■ Исходный текст:
Нет никаких сомнений в том, что у Вашингтона был вспыльчивый характер. Намек Гамильтона на то, что он не отличался «добрым нравом», уже был процитирован, как и замечание Стюарта о том, что «все его черты лица свидетельствовали о самых сильных и неукротимых страстях, и если бы он родился в лесах, он был бы самым свирепым человеком среди диких племен». Снова Стюарт цитируется его дочерью следующим образом:

«Однажды, беседуя с генералом Ли, мой отец заметил, что у Вашингтона был потрясающий характер, но он держал его под удивительным контролем. Генерал Ли завтракал с президентом и миссис Вашингтон несколько дней спустя.

“Я видел ваш портрет на днях, — сказал генерал, — но Стюарт говорит, что у вас потрясающий характер”.

“Честное слово, — сказала миссис Вашингтон, краснея, — мистер Стюарт берет на себя слишком много, делая такое замечание”.

“Но постойте, моя дорогая леди, — сказал генерал Ли, — он добавил, что президент держит его под удивительным контролем”.

“С чем-то вроде улыбки генерал Вашингтон заметил: “Он прав””.

Лир также упоминает вспышку гнева, когда он услышал о поражении Сент-Клэра, и в другом месте записывает, что при чтении политики вслух Вашингтону «он казался очень взволнованным и говорил с некоторой резкостью по этому поводу, которую я старался смягчить, как всегда делал в таких случаях». Как он ругал Рэндольфа и Френо, упоминается в другом месте. Джефферсон свидетельствует, что «его характер был естественно раздражительным и высокомерным, но размышление и решимость обрели твердое и привычное господство над ним. Если, однако, он разрывал свои оковы, он был ужасен в своем гневе».

Поразительно контрастирует с этими личными качествами мужества и горячего нрава «фабианская» стратегия, которую ему так часто приписывают, и изучение его военной карьеры во многом развеивает представление о том, что Вашингтон был тем осторожным полководцем, каким его обычно изображают.

В первой кампании, находясь рядом с значительно превосходящими силами французов, Вашингтон спровоцировал конфликт, атаковав и захватив передовой отряд, хотя задержка на несколько дней принесла бы ему крупные подкрепления. В результате он был очень быстро окружен и после дня боев был вынужден сдаться. В каком свете его поведение рассматривалось в то время, видно из двух писем: доктор Уильям Смит писал: «британское дело… получило фатальный удар из-за полного поражения Вашингтона, которого я не могу не обвинить в безрассудстве за то, что он рискнул подойти так близко к бдительному врагу, не будучи уверенным в их численности или не дождавшись соединения с несколькими сотнями наших лучших сил, которые находились в нескольких днях пути от него», и Энн Уиллинг вторила этому, говоря: «только что пришли печальные новости о потере шестидесяти человек из роты полковника Вашингтона, которые были убиты на месте, и о том, что полковник и Полукороль были взяты в плен, и все это из-за упрямства Вашингтона, который не хотел ждать прибытия подкреплений».

■ Исходные данные:
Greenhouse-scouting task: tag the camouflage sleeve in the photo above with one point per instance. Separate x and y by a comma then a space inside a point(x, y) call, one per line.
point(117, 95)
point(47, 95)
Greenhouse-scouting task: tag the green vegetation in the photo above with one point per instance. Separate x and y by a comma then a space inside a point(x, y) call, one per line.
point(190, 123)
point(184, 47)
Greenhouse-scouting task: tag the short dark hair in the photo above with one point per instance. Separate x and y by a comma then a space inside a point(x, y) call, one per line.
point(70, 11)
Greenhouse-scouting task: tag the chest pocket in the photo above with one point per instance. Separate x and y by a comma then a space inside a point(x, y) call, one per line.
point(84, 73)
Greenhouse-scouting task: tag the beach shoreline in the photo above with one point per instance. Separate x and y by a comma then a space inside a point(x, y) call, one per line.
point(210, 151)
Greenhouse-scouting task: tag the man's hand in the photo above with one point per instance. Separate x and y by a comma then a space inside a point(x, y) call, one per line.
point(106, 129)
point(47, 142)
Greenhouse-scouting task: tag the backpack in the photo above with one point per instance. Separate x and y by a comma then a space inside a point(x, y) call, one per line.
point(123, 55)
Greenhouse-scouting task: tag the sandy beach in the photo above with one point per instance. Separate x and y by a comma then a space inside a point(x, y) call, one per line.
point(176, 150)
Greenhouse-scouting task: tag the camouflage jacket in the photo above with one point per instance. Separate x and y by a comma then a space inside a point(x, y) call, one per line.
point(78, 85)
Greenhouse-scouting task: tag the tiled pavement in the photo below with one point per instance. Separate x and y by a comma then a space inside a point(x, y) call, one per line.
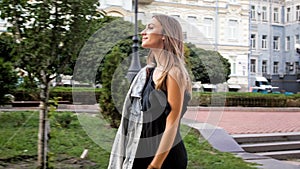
point(215, 124)
point(239, 120)
point(232, 120)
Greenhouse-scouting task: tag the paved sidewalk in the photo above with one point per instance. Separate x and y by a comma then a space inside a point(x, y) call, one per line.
point(226, 121)
point(245, 120)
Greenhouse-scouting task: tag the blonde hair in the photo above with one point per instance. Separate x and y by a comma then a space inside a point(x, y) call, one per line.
point(173, 51)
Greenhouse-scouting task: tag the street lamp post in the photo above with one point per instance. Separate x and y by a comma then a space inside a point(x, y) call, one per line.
point(135, 61)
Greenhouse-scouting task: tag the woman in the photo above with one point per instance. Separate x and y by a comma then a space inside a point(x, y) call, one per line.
point(148, 136)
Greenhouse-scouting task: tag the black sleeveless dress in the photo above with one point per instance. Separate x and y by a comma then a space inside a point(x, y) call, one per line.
point(155, 112)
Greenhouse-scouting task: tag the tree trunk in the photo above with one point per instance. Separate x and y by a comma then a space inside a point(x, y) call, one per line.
point(44, 125)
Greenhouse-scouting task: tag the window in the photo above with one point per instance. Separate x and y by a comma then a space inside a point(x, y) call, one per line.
point(264, 66)
point(298, 13)
point(275, 67)
point(232, 29)
point(297, 39)
point(253, 12)
point(276, 43)
point(233, 68)
point(192, 1)
point(288, 14)
point(264, 14)
point(253, 66)
point(253, 41)
point(297, 67)
point(176, 16)
point(208, 27)
point(192, 19)
point(288, 43)
point(184, 34)
point(264, 42)
point(276, 15)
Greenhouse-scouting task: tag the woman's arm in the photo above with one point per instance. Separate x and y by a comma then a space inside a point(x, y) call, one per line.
point(175, 99)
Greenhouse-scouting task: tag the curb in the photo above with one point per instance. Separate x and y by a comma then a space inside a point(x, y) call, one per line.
point(253, 109)
point(222, 141)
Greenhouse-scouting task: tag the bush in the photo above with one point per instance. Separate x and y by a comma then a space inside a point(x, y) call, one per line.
point(8, 80)
point(244, 99)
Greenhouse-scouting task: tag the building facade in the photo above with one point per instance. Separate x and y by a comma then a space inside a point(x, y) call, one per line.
point(210, 24)
point(275, 31)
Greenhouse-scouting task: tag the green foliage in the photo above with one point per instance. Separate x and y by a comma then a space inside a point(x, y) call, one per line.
point(208, 66)
point(48, 35)
point(105, 58)
point(6, 47)
point(8, 80)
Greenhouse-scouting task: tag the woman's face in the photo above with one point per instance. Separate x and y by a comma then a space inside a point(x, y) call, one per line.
point(152, 35)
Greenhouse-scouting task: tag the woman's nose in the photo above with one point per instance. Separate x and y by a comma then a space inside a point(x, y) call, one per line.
point(143, 32)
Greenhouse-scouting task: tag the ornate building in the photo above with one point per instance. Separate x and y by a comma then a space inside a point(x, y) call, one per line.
point(221, 25)
point(275, 31)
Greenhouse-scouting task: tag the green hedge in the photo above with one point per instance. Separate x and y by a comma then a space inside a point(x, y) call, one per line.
point(78, 95)
point(244, 99)
point(91, 96)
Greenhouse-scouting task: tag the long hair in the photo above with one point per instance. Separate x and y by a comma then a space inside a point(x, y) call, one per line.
point(173, 51)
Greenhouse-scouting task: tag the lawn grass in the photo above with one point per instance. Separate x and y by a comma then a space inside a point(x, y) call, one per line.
point(18, 141)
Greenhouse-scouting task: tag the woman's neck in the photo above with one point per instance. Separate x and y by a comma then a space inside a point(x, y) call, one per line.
point(158, 56)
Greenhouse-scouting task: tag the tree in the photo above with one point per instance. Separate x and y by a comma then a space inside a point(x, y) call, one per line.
point(48, 36)
point(208, 66)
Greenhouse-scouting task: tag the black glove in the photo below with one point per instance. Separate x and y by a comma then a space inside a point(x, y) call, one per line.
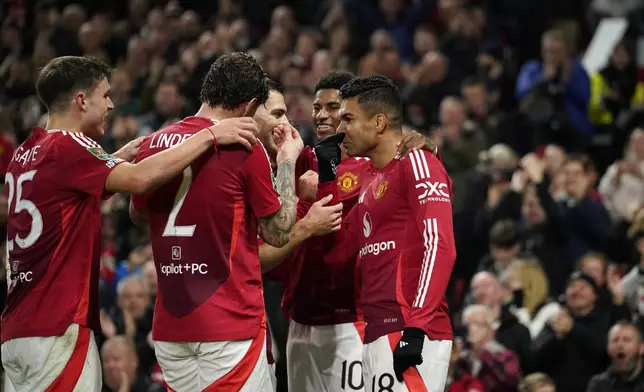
point(328, 153)
point(408, 351)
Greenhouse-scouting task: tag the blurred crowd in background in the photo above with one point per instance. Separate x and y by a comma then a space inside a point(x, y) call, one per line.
point(547, 159)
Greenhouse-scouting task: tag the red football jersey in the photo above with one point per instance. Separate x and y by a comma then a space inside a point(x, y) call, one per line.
point(403, 232)
point(203, 226)
point(316, 292)
point(55, 182)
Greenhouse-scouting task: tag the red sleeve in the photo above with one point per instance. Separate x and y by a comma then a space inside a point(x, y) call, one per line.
point(262, 197)
point(429, 194)
point(84, 164)
point(343, 245)
point(141, 201)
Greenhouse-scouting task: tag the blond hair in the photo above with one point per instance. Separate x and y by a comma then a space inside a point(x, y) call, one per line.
point(534, 282)
point(533, 381)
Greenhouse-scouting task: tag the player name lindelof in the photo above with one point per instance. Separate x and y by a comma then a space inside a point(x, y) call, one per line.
point(168, 140)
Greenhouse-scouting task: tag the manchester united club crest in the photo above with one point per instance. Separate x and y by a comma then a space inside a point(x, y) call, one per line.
point(347, 182)
point(382, 188)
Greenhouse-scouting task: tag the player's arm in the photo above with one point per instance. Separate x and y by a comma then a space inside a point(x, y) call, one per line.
point(138, 216)
point(276, 228)
point(320, 219)
point(151, 172)
point(429, 196)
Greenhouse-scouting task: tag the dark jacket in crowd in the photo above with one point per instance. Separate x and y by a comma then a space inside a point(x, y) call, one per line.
point(574, 359)
point(515, 337)
point(589, 227)
point(610, 381)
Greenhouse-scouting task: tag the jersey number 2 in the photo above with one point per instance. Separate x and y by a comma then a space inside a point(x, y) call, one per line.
point(171, 229)
point(23, 205)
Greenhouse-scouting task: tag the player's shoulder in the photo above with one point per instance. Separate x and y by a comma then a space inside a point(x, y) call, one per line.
point(421, 164)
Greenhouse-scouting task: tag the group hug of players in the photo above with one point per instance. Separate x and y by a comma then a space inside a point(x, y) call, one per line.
point(364, 247)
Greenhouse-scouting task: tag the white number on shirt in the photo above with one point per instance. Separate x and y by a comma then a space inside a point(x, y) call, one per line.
point(23, 205)
point(171, 230)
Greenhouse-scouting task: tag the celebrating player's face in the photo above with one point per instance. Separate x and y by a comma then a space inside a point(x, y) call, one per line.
point(326, 112)
point(268, 116)
point(360, 134)
point(97, 106)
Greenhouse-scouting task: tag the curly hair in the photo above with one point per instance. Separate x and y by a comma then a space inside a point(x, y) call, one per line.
point(62, 76)
point(376, 94)
point(233, 79)
point(274, 85)
point(334, 80)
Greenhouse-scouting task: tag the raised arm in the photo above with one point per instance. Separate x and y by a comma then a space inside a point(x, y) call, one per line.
point(321, 219)
point(148, 174)
point(276, 228)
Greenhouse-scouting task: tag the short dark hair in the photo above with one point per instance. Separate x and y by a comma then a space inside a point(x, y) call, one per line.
point(586, 163)
point(473, 81)
point(62, 76)
point(504, 234)
point(376, 94)
point(274, 85)
point(627, 323)
point(334, 80)
point(234, 78)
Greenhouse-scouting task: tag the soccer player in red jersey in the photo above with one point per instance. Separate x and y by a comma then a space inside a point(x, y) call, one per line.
point(402, 230)
point(324, 344)
point(55, 182)
point(209, 327)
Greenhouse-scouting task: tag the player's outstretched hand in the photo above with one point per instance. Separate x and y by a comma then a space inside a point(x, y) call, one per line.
point(408, 351)
point(289, 143)
point(242, 130)
point(128, 152)
point(328, 153)
point(414, 140)
point(322, 218)
point(307, 187)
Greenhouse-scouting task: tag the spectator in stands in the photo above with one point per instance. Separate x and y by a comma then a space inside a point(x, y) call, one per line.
point(572, 347)
point(554, 94)
point(497, 367)
point(587, 221)
point(132, 317)
point(505, 246)
point(149, 274)
point(610, 289)
point(459, 374)
point(615, 89)
point(626, 372)
point(622, 187)
point(633, 281)
point(508, 331)
point(121, 368)
point(529, 286)
point(537, 382)
point(545, 233)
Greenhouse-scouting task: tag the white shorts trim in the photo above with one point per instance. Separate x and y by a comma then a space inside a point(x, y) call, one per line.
point(35, 363)
point(378, 362)
point(324, 358)
point(216, 366)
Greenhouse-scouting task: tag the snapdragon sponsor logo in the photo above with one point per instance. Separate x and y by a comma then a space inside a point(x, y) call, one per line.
point(377, 248)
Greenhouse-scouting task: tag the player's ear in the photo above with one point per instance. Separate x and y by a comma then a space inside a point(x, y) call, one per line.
point(80, 99)
point(381, 122)
point(251, 108)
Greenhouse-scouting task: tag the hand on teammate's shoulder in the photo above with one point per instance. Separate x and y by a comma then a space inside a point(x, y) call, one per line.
point(242, 130)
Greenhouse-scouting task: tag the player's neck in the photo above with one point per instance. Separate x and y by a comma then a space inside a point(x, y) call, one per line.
point(386, 149)
point(215, 113)
point(63, 122)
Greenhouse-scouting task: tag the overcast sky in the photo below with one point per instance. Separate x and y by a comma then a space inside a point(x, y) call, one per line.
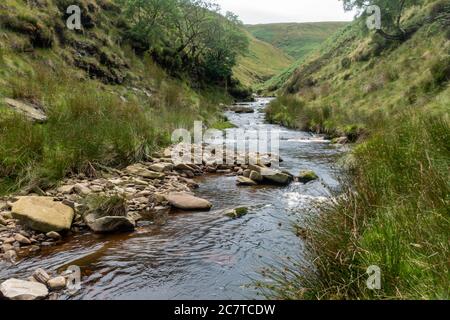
point(271, 11)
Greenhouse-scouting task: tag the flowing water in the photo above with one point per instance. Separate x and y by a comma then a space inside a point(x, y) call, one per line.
point(202, 255)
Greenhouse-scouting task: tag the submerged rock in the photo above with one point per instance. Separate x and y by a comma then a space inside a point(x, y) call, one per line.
point(57, 283)
point(161, 167)
point(109, 224)
point(237, 213)
point(243, 181)
point(256, 176)
point(307, 176)
point(186, 201)
point(14, 289)
point(275, 176)
point(43, 214)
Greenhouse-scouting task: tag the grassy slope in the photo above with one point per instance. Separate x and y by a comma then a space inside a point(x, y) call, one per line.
point(262, 62)
point(106, 106)
point(396, 98)
point(297, 40)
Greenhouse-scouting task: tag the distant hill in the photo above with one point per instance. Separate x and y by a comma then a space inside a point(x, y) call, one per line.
point(295, 39)
point(262, 62)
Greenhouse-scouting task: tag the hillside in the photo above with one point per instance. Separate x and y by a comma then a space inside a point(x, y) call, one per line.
point(297, 40)
point(105, 95)
point(262, 62)
point(392, 97)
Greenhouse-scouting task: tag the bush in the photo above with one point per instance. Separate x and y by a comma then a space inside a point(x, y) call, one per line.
point(441, 71)
point(103, 206)
point(346, 63)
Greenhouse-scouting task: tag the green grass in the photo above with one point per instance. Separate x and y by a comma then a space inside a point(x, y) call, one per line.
point(261, 63)
point(93, 121)
point(393, 98)
point(395, 215)
point(297, 40)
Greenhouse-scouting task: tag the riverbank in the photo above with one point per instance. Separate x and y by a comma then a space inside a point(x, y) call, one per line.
point(394, 216)
point(174, 253)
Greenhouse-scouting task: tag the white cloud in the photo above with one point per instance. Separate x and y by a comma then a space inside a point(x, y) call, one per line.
point(272, 11)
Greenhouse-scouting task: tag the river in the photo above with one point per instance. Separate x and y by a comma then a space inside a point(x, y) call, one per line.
point(202, 255)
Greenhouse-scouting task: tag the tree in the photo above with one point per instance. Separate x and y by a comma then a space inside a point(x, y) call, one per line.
point(392, 12)
point(188, 35)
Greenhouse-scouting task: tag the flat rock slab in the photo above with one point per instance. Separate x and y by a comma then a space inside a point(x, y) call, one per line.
point(14, 289)
point(139, 170)
point(29, 110)
point(43, 214)
point(187, 202)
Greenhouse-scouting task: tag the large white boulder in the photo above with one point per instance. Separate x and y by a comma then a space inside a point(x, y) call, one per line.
point(43, 214)
point(14, 289)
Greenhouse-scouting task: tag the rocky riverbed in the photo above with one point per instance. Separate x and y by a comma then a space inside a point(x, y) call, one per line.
point(150, 190)
point(166, 230)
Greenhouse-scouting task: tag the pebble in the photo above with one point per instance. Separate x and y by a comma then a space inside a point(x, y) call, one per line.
point(41, 276)
point(53, 235)
point(22, 239)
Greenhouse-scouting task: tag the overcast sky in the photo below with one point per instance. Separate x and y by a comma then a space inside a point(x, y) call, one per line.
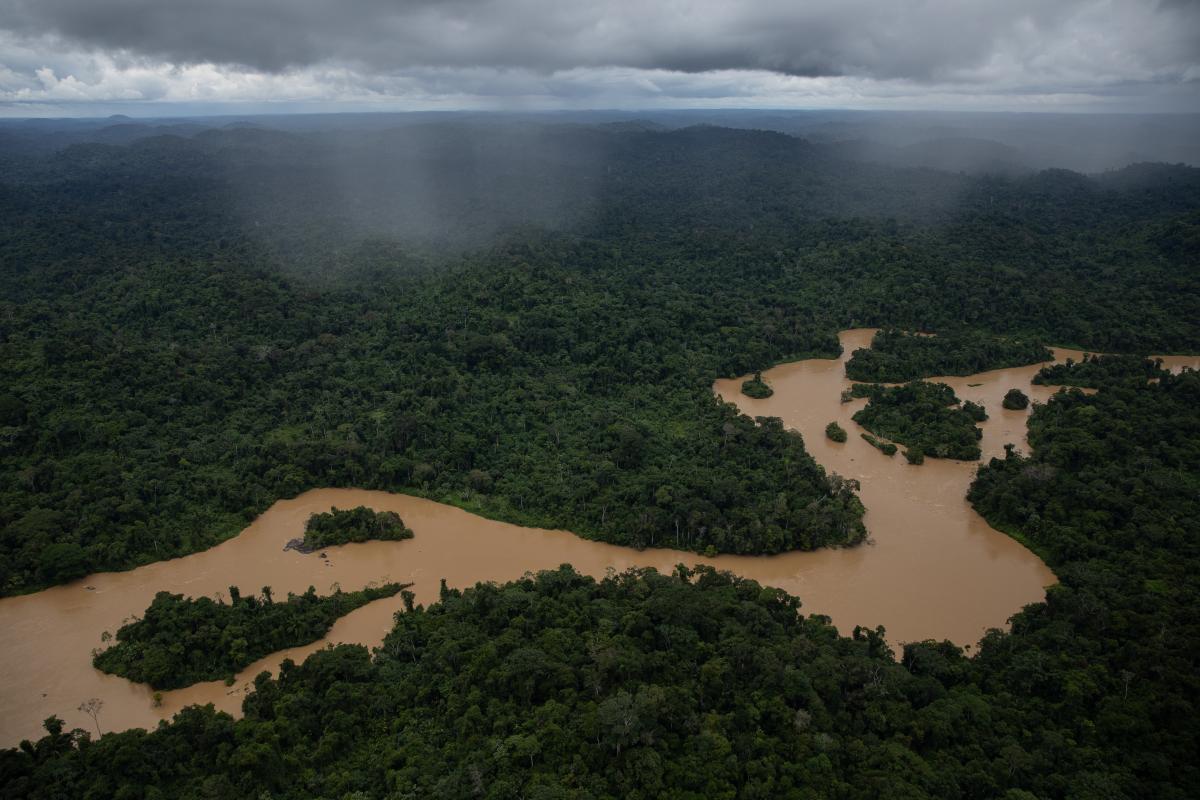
point(169, 56)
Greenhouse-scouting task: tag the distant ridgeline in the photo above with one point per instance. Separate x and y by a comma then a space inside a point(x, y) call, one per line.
point(360, 524)
point(243, 320)
point(897, 356)
point(924, 416)
point(181, 641)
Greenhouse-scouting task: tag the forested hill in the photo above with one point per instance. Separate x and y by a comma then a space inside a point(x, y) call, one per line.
point(193, 328)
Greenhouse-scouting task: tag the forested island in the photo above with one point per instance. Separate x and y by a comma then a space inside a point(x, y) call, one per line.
point(925, 416)
point(183, 641)
point(189, 334)
point(1096, 371)
point(756, 388)
point(360, 524)
point(214, 367)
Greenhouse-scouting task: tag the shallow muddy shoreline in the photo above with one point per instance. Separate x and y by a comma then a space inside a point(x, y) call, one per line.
point(934, 569)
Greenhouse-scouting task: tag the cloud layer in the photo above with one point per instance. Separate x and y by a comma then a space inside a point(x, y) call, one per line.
point(1005, 53)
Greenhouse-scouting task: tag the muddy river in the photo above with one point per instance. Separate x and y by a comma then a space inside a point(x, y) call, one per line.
point(933, 570)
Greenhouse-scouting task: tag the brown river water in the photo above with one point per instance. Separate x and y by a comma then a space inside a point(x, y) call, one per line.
point(933, 569)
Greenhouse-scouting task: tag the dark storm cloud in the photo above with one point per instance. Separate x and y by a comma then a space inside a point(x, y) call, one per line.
point(922, 40)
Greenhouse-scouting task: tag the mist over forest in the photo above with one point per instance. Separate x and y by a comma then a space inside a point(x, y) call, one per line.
point(522, 316)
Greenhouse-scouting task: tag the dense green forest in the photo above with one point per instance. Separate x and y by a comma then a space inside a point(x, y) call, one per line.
point(756, 388)
point(360, 524)
point(1096, 371)
point(183, 641)
point(701, 684)
point(174, 360)
point(925, 416)
point(193, 328)
point(897, 356)
point(1015, 400)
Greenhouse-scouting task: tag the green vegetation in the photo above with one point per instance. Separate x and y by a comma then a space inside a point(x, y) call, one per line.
point(643, 684)
point(1096, 371)
point(924, 415)
point(183, 641)
point(897, 356)
point(885, 447)
point(191, 329)
point(359, 524)
point(1015, 400)
point(756, 388)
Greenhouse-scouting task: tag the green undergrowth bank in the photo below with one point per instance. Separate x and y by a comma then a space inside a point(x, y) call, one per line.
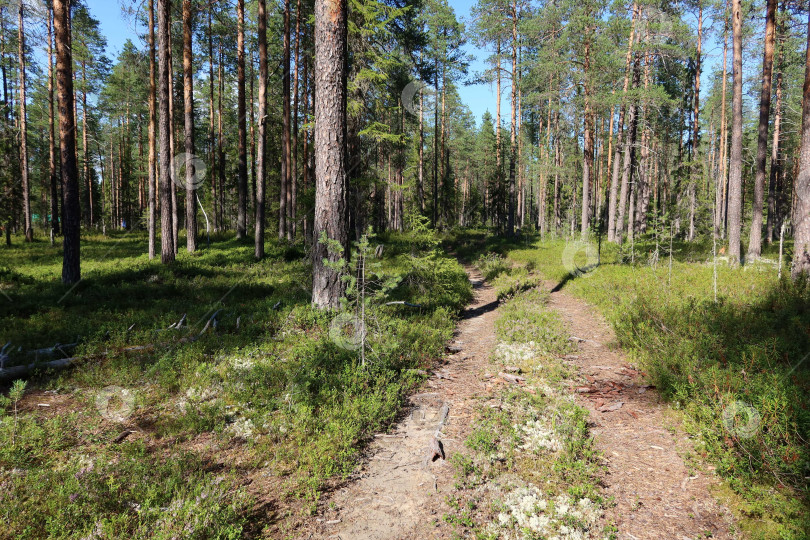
point(531, 470)
point(736, 366)
point(227, 434)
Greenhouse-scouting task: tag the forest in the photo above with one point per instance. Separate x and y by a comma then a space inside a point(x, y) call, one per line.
point(259, 243)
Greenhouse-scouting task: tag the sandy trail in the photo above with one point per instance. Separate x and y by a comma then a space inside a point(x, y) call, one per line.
point(656, 495)
point(394, 494)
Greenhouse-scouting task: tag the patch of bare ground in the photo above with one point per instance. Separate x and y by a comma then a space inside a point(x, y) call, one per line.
point(656, 495)
point(399, 490)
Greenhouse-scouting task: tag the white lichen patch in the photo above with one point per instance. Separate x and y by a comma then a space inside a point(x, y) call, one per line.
point(528, 514)
point(514, 353)
point(241, 428)
point(537, 437)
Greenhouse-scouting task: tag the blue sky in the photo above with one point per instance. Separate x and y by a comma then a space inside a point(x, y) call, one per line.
point(479, 98)
point(118, 28)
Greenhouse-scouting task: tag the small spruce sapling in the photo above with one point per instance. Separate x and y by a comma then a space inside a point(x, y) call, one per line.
point(14, 397)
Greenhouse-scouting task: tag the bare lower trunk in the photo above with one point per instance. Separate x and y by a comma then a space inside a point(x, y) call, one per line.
point(755, 238)
point(28, 227)
point(167, 242)
point(260, 152)
point(801, 217)
point(241, 216)
point(330, 139)
point(735, 166)
point(152, 135)
point(71, 262)
point(188, 117)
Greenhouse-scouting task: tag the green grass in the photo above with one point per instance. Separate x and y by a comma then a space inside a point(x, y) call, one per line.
point(264, 411)
point(710, 359)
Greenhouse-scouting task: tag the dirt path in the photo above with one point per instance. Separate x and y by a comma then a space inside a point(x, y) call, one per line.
point(398, 494)
point(395, 494)
point(656, 496)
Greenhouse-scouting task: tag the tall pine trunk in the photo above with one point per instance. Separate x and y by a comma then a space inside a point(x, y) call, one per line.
point(510, 223)
point(735, 165)
point(801, 217)
point(152, 177)
point(29, 229)
point(285, 193)
point(330, 140)
point(167, 242)
point(52, 174)
point(614, 177)
point(241, 216)
point(695, 128)
point(755, 238)
point(71, 262)
point(261, 151)
point(188, 116)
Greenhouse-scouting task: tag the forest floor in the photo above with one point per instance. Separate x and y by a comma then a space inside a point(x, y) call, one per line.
point(645, 490)
point(399, 491)
point(657, 493)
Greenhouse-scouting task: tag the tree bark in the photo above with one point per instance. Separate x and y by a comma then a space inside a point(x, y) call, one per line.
point(211, 128)
point(735, 165)
point(755, 237)
point(261, 151)
point(152, 135)
point(695, 127)
point(241, 216)
point(28, 227)
point(587, 146)
point(188, 110)
point(510, 224)
point(614, 180)
point(776, 160)
point(167, 242)
point(801, 217)
point(330, 139)
point(71, 262)
point(722, 181)
point(52, 174)
point(629, 158)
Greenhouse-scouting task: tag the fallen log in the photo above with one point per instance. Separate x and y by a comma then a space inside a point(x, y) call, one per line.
point(16, 372)
point(514, 379)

■ Список заданий:
1. Ответьте по исходному тексту на вопросы:
(а) С кем завтракал генерал Ли спустя несколько дней после разговора со Стюартом?
(б) Известие о каком событии, по записям Лира, вызвало у Вашингтона вспышку гнева?
(в) Кто из авторов двух писем обвиняет Вашингтона в безрассудстве?
2. Назовите всех участников завтрака, описанного в исходном тексте.
3. Продолжите исходный текст о Вашингтоне после его последнего предложения.

■ Ответы:
1.
(а) С президентом и миссис Вашингтон.
(б) Известие о поражении Сент-Клэра.
(в) Доктор Уильям Смит.

2. Генерал Ли, президент (генерал Вашингтон), миссис Вашингтон.

3.
Едва ли менее рискованным он был в кампании Брэддока, ибо «генерал (прежде чем они встретились на совете) спросил мое мнение относительно экспедиции. Я самым настоятельным образом призывал его двигаться вперед, даже если бы мы сделали это с небольшим, но отборным отрядом, с такой артиллерией и легкими припасами, которые были абсолютно необходимы; оставив тяжелую артиллерию, багаж и т. д. с тыловым подразделением армии, чтобы они следовали медленными и легкими переходами, что они могли бы сделать безопасно, пока мы продвигались вперед». Насколько поражение тех сил было связано с таким разделением, сказать невозможно, но это, несомненно, сделало французов смелее, а англичан — более подверженными панике.

Тот же дух проявился и в Революции. Во время осады Бостона он писал Риду: «Я предложил [штурм] на совете; но вот, хотя мы весь год ждали этого благоприятного события, предприятие сочли слишком опасным. Возможно, так оно и было; возможно, тягостность моего положения побудила меня предпринять больше, чем можно было оправдать благоразумием. Я так не думал, и я уверен до сих пор, что предприятие, если бы оно было предпринято с решимостью, должно было увенчаться успехом». Он добавил, что «приложенный военный совет… будучи почти единогласным, я должен предположить, что он прав; хотя, будучи полностью убежденным в необходимости предпринять что-то против министерских войск до прибытия подкреплений, и пока нам благоприятствовал лед, я был не только готов, но и желал совершить штурм», и чуть позже он сказал, что если бы он предвидел определенные непредвиденные обстоятельства, «все генералы на земле не убедили бы меня в целесообразности откладывать атаку на Бостон».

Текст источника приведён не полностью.